_Textabschnitt_:
=-=-=

Der Landkreis Oberhavel will auf Wertmarken für Flüchtlinge nicht verzichten, Asylbewerber protestieren. Nun stehen Aktionstage gegen die Residenzpflicht in Berlin an.

Auch diese senegalesischen Flüchtlinge aus Libyen müssten, kämen sie als Asylbewerber in den Landkreis Oberhavel, weiterhin Wertmarken akzeptieren. Bild: DPA

Asylbewerber im Landkreis Oberhavel müssen auch weiterhin mit Wertmarken einkaufen. Der zuständige Sozialdezernent Michael Garske hat am Donnerstag zwar zugesagt, den Bargeldanteil der Asylbewerberleistungen ab Juli zu erhöhen. Grundsätzlich wolle er die Wertmarken jedoch beibehalten, sagte Garske nach einem Gespräch mit einer Delegation von Flüchtlingen aus Henningsdorf. Die hatten seit Anfang Juni aus Protest auf die Annahme der Wertmarken verzichtet.

=-=-=

_Bereitgestellte Daten_:

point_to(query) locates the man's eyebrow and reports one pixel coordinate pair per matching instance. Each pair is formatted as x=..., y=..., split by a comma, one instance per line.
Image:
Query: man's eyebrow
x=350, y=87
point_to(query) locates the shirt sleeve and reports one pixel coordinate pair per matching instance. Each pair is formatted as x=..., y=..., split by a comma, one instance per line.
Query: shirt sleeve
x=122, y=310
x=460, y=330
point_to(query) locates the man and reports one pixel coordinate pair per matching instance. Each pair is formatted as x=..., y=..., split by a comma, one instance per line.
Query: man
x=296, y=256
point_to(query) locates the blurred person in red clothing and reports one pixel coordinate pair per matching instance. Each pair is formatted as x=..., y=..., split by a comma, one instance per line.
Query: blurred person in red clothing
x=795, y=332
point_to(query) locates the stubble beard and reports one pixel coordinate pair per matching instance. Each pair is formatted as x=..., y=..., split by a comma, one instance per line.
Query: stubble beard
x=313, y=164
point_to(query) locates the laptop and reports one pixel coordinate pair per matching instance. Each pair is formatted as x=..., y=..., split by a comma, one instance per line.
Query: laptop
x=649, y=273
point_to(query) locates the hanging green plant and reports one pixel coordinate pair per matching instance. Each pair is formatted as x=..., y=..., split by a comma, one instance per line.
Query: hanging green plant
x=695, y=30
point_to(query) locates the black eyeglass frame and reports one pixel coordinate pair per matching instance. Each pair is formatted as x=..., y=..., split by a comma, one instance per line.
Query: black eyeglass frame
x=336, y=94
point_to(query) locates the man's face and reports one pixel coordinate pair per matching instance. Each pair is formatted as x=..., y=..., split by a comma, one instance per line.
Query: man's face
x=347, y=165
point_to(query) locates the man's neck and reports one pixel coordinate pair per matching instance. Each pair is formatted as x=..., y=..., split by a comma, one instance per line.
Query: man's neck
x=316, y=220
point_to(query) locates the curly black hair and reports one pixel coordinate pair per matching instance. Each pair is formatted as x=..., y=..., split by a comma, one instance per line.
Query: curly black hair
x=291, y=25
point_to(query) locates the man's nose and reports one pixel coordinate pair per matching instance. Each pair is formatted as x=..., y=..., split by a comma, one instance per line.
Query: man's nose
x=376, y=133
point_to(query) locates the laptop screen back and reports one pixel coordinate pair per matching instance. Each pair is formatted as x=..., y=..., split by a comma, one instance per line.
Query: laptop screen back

=-=-=

_Aufgaben_:
**A.** Gib anhand des Textabschnitts über die Wertmarken an, seit wann die Flüchtlinge aus Henningsdorf die Annahme der Wertmarken verweigerten.
**B.** Nenne alle Ortsnamen (Städte, Landkreise und Länder), die im Textabschnitt über die Wertmarken vorkommen.
**C.** Führe den Textabschnitt über die Wertmarken für Asylbewerber im Landkreis Oberhavel im Anschluss an seinen letzten Satz weiter.

_Lösungen im Einzelnen_:
**A.** Seit Anfang Juni.

**B.** Oberhavel, Berlin, Libyen, Henningsdorf

**C.**
Der Landkreis Oberhavel, nördlich von Berlin, ist einer von nur noch 4 der insgesamt 18 Brandenburger Landkreise, die Gutscheine an Flüchtlinge ausgeben. Das Asylbewerberleistungsgesetzt lässt die Auszahlung per Gutschein zu. Die Wertmarken können aber nur in bestimmten Geschäften eingelöst werden. Das schränkt die Auswahl für die Einkäufe der Flüchtlinge extrem ein. Die rot-rote Landesregierung in Potsdam hat sich grundsätzlich für Barzahlungen ausgesprochen. Sie hat vor wenigen Wochen eine Bundesratsinitiative angekündigt, mit der sie Sachleistungen für Asylbewerber gänzlich abschaffen will.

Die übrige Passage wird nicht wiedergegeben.